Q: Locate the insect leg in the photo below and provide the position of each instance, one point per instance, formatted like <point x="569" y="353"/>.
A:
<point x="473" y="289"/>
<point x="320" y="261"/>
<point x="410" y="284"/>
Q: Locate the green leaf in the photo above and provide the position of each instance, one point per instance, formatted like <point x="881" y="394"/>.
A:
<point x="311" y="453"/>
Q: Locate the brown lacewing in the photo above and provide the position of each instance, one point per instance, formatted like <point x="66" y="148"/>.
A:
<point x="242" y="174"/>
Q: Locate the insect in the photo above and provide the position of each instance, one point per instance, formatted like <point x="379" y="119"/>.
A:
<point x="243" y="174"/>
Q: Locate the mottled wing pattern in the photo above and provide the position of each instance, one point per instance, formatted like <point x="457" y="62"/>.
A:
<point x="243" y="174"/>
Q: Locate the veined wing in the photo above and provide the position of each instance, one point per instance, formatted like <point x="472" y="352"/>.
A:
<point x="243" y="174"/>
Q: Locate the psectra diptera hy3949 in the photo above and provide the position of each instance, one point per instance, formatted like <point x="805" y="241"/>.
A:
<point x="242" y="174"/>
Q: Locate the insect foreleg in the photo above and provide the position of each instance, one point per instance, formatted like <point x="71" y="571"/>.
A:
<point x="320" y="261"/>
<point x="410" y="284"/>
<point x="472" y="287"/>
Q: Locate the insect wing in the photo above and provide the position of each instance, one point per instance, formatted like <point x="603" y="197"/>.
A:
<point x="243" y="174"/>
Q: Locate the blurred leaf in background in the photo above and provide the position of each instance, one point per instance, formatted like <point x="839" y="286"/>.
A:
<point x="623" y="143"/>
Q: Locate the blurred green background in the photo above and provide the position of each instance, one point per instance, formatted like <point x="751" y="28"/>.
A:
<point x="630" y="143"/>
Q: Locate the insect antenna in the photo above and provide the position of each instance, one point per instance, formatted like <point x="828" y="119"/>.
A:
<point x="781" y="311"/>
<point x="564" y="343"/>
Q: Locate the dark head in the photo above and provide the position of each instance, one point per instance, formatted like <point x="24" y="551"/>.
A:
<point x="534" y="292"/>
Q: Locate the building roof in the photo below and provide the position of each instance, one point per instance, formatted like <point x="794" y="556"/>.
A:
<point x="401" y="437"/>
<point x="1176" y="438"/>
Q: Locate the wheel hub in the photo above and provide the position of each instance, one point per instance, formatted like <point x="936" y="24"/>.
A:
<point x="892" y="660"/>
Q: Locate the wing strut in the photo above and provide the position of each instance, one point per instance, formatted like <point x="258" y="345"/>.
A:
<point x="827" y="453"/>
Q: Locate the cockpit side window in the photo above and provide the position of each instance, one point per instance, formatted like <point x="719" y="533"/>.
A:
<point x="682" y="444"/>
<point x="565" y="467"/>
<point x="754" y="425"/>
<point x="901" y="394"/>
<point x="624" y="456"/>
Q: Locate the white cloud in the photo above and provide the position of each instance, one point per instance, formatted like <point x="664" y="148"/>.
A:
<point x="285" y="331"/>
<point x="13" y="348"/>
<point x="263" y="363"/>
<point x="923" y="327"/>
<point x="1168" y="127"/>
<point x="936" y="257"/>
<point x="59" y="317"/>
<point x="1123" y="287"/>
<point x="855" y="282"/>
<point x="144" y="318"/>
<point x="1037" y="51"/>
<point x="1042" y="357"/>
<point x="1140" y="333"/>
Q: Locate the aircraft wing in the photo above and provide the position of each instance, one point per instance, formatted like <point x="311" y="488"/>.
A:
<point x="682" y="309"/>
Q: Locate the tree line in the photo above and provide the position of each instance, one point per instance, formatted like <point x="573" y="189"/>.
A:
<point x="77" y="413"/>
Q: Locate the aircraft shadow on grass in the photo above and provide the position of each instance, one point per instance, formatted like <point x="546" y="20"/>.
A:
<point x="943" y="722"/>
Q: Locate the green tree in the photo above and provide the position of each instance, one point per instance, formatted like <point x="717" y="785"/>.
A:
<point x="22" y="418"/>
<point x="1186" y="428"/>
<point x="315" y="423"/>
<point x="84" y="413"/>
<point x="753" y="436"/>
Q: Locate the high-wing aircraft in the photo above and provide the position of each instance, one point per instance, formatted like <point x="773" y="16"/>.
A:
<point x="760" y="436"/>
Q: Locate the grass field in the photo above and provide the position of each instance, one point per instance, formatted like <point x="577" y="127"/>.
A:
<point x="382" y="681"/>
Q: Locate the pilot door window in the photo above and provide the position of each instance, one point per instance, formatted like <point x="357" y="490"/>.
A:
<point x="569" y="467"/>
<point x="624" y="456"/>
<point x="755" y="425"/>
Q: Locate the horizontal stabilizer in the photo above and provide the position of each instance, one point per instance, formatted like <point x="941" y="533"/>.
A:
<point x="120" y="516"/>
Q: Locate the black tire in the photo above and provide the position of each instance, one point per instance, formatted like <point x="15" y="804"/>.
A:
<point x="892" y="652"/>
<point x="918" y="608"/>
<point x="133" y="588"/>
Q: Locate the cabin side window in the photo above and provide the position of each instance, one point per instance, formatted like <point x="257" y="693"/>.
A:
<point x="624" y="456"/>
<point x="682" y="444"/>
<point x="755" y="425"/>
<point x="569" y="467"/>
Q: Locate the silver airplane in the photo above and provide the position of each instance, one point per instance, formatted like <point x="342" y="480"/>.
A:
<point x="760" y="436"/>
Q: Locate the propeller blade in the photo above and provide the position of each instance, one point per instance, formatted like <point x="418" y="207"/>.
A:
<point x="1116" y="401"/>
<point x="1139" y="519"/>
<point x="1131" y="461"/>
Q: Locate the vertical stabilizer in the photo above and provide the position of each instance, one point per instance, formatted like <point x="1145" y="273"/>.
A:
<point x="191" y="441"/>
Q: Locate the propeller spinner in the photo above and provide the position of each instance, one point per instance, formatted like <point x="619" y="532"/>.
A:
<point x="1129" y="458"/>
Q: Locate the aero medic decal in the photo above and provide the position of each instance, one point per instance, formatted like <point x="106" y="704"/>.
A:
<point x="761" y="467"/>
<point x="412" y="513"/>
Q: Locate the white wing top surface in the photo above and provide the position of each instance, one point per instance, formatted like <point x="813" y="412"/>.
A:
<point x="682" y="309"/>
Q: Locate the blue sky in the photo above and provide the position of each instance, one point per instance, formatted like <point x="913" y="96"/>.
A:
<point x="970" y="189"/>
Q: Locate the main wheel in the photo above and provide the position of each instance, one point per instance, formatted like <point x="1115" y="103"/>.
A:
========================================================================
Objective –
Transcribe, word for word, every line from the one containing "Q: Locate the vertical" through the final line of the entries, and nothing else.

Result of the exercise –
Q: Locate the vertical stabilizer in the photo above and provide the position of each instance, one point per instance, formatted like <point x="1145" y="273"/>.
A:
<point x="191" y="441"/>
Q: Locate the propeller spinner in the photo above and provide the position of each instance, one point per instance, formatted like <point x="619" y="532"/>.
A:
<point x="1129" y="458"/>
Q: Locate the aero medic decal in the photo above and provide the position of each instance, one point per instance, formatted like <point x="106" y="704"/>.
A:
<point x="761" y="467"/>
<point x="412" y="513"/>
Q: Locate the white wing top surface in the photo above and provide the position of each instance, one point per instance, formatted like <point x="813" y="412"/>.
A:
<point x="682" y="309"/>
Q: Locate the blue sky in the photo above and provide the position of each instance, one point per instance, formatted like <point x="913" y="96"/>.
A:
<point x="970" y="189"/>
Q: Locate the main wheel in the photo above and provide the position of each instance, one point per instance, formatted like <point x="1115" y="103"/>.
A:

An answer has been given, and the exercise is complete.